╭─ Given data

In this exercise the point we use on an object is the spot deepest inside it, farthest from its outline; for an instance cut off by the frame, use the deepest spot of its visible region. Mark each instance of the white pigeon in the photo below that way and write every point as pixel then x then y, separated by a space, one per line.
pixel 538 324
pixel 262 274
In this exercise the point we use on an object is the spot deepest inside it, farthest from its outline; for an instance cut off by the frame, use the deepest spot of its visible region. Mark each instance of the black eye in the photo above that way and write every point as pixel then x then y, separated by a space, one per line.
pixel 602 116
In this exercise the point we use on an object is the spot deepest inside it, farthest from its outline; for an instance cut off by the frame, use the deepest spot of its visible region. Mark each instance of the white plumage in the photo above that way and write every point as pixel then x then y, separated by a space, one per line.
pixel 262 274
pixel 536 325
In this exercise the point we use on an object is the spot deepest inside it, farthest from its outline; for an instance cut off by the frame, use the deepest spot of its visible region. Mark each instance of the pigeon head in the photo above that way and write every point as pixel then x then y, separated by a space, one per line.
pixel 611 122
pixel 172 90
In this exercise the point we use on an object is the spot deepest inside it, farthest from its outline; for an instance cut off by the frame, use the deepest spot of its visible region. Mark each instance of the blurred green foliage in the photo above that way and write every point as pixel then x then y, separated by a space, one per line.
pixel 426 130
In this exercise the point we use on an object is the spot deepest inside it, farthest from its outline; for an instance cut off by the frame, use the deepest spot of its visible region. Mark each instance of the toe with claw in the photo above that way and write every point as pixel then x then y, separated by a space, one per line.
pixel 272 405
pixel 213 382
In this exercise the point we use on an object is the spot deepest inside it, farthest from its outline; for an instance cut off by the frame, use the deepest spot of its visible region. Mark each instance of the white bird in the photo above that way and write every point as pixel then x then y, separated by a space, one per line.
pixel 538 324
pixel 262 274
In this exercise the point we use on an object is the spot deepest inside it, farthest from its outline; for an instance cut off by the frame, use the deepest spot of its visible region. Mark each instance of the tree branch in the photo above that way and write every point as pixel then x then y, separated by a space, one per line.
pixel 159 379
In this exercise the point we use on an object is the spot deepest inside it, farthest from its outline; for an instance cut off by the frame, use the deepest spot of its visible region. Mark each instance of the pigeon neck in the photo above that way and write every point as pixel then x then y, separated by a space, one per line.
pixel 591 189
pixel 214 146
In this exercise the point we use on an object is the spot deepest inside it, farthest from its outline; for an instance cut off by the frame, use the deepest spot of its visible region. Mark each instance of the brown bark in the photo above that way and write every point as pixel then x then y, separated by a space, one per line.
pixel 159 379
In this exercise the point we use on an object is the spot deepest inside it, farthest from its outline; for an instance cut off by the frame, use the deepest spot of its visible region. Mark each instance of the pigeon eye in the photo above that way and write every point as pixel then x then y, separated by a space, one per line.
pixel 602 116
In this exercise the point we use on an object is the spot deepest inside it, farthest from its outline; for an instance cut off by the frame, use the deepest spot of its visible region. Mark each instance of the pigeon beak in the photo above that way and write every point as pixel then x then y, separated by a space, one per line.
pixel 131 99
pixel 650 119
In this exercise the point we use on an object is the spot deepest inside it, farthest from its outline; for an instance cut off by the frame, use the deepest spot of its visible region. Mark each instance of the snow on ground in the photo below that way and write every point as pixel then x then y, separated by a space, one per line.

╰─

Aim of the exercise:
Copy the lines above word for word, from the line with "of the tree" through the line with "pixel 214 146", including both of those lines.

Task result:
In this exercise the point we use on an object is the spot deepest inside it, farthest from its outline; for an instance cut off by the frame, use the deepest spot of its visible region. Mark each instance of the tree branch in the photo above that way and write every point as pixel then x then y, separated by a space, one per line.
pixel 159 379
In this exercise the point we use on an object is the spot deepest inside it, farthest from its outline; for an instance cut off by the frame, use the deepest spot of its visible region. Mark each instance of the pigeon neck in the photo above that way and write every point as pixel then x then y, separated by a space, one per line.
pixel 591 189
pixel 214 146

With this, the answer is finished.